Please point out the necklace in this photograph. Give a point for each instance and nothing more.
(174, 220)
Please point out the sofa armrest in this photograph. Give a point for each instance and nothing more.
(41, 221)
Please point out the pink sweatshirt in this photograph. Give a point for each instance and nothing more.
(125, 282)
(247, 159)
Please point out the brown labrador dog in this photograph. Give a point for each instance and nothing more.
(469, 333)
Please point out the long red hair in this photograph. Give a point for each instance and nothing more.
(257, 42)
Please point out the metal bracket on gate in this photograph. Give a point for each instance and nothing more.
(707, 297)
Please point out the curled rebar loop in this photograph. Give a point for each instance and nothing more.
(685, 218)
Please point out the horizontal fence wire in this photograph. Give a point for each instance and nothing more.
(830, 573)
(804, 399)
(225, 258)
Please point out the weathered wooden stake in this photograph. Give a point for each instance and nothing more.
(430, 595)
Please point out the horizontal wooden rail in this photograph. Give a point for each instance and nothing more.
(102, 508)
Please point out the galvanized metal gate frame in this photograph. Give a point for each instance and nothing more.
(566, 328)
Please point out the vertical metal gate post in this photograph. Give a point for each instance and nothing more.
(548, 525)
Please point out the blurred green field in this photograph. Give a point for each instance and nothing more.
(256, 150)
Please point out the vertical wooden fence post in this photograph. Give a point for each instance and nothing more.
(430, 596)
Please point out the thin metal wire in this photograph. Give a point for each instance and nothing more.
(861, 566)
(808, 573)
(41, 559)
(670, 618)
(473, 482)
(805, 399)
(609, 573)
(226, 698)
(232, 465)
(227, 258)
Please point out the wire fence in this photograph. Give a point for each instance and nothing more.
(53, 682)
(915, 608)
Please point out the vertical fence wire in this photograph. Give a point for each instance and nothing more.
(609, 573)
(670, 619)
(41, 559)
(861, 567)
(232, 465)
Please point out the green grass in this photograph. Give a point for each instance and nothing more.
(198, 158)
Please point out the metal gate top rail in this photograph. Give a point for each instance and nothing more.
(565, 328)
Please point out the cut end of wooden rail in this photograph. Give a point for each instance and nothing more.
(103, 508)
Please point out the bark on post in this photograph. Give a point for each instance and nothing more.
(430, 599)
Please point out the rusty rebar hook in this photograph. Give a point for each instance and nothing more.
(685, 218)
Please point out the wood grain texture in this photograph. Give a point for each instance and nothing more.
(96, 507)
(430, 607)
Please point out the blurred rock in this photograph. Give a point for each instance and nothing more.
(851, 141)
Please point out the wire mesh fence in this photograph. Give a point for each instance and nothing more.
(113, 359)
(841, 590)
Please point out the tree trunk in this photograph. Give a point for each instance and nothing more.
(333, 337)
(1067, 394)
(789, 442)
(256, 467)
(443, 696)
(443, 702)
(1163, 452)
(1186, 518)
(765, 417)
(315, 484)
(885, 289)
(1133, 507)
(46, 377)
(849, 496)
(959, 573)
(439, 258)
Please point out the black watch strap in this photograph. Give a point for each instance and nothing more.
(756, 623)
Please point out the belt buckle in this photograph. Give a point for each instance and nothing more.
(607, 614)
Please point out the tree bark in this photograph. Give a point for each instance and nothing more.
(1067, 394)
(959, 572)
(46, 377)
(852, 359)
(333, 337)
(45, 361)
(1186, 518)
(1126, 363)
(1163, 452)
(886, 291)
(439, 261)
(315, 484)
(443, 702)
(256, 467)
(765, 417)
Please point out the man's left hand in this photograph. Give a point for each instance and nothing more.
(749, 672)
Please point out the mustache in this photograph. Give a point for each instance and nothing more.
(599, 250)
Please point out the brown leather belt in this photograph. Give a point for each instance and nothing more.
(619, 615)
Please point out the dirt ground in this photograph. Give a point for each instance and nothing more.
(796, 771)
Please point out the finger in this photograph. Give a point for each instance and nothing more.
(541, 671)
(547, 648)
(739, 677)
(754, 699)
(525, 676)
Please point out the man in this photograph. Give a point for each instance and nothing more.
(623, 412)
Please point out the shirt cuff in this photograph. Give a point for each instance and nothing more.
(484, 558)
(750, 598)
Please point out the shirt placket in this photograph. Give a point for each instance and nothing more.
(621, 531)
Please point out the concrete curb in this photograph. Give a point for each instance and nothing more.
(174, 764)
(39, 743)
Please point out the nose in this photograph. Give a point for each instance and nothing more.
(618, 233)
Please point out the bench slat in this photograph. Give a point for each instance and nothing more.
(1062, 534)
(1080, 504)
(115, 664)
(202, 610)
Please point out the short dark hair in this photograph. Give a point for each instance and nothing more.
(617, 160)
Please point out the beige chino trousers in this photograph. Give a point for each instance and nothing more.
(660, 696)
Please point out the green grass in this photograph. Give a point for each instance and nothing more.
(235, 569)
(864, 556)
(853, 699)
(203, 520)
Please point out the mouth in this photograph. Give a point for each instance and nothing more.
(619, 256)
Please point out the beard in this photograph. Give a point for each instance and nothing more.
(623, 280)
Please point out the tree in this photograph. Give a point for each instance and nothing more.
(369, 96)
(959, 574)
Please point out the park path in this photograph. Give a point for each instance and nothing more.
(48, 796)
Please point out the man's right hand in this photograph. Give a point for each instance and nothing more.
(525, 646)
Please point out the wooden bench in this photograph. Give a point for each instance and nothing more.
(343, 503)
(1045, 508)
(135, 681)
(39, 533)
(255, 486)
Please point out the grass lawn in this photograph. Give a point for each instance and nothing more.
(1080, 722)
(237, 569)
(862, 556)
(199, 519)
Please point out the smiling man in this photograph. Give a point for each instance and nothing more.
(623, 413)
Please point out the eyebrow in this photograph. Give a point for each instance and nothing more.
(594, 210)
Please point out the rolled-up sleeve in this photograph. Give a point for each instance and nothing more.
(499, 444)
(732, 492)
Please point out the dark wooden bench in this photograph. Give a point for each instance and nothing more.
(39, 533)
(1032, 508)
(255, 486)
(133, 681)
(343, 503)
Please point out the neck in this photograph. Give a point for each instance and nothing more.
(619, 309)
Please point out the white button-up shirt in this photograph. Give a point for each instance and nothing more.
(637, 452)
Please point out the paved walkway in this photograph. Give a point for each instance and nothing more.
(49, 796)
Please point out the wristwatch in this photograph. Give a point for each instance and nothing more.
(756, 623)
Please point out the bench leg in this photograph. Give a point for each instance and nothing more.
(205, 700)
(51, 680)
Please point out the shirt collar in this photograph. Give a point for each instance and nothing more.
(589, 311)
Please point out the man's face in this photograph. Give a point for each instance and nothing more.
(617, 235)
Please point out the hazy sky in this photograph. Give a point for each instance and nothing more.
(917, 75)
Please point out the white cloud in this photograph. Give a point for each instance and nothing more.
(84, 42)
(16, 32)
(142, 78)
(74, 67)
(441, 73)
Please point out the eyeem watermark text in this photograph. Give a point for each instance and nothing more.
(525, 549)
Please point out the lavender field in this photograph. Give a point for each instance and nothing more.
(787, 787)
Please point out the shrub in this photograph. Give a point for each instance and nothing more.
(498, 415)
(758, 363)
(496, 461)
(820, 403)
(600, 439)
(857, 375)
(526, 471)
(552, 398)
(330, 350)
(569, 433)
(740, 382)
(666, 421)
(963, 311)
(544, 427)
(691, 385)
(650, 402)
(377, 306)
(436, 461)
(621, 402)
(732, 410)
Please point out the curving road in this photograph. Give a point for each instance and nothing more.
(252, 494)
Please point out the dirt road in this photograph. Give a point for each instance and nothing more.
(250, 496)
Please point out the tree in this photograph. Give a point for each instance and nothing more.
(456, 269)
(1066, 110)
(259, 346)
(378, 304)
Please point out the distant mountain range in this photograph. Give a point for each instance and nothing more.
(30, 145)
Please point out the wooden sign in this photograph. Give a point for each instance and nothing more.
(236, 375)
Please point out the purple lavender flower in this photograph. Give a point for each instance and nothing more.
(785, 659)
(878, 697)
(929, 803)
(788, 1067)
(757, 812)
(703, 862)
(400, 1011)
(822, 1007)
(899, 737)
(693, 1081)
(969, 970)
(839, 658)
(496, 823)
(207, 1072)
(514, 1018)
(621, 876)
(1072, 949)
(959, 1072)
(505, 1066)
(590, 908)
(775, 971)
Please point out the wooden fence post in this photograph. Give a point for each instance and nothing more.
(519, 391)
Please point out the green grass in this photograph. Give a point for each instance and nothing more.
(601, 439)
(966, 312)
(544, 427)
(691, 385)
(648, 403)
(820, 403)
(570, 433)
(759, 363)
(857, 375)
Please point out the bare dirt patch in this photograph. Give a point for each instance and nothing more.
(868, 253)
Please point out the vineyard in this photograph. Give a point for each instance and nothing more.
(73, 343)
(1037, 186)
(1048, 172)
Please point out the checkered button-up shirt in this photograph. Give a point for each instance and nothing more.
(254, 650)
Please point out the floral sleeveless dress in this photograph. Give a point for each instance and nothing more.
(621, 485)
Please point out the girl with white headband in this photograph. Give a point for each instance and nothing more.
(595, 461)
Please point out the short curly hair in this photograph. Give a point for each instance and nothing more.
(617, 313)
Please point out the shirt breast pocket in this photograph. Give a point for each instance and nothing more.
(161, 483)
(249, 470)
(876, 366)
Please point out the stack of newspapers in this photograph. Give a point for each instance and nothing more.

------------------------------------------------------------------------

» What the exercise asks: Reproduce exactly the lines from the one containing "Please point out the wooden fence" through the last line of the records above, including both, and nothing else.

» Exercise answer:
Please point out the wooden fence post in this photograph. Give a point for each instance and nothing more.
(519, 391)
Please point out the green grass in this photograph. Give a point for each instance and nothing more.
(601, 439)
(966, 312)
(544, 427)
(691, 385)
(648, 403)
(820, 403)
(570, 433)
(759, 363)
(857, 375)
Please point out the bare dirt patch in this photograph. Give a point for each instance and nothing more.
(868, 253)
Please point out the vineyard in this photograph. Give a point for each instance and nothing more.
(73, 343)
(1037, 186)
(1048, 172)
Please point out the checkered button-up shirt in this photograph. Give a point for each instance and nothing more.
(254, 650)
Please point out the floral sleeveless dress in this photograph. Give a point for each instance and nothing more.
(621, 485)
Please point out the girl with white headband in this photograph. Give a point for each instance and nothing more.
(595, 461)
Please point out the short curly hair in this photograph. Give a point for each instance and nothing more.
(617, 313)
Please point out the shirt breast pocket in this photograph. Give a point for each instance and nothing more.
(161, 483)
(249, 470)
(876, 366)
Please point out the stack of newspapers in this photograph. Give a point for each instance and nothing more.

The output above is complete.